Go through the listing and write out all of it exactly.

Extracted entries
════════════════

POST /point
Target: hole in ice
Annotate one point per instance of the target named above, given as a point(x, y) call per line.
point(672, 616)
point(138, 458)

════════════════

Response
POST /point
Target: hole in ice
Annotate one point per instance of the target named above, given as a point(x, y) call per line.
point(672, 616)
point(138, 458)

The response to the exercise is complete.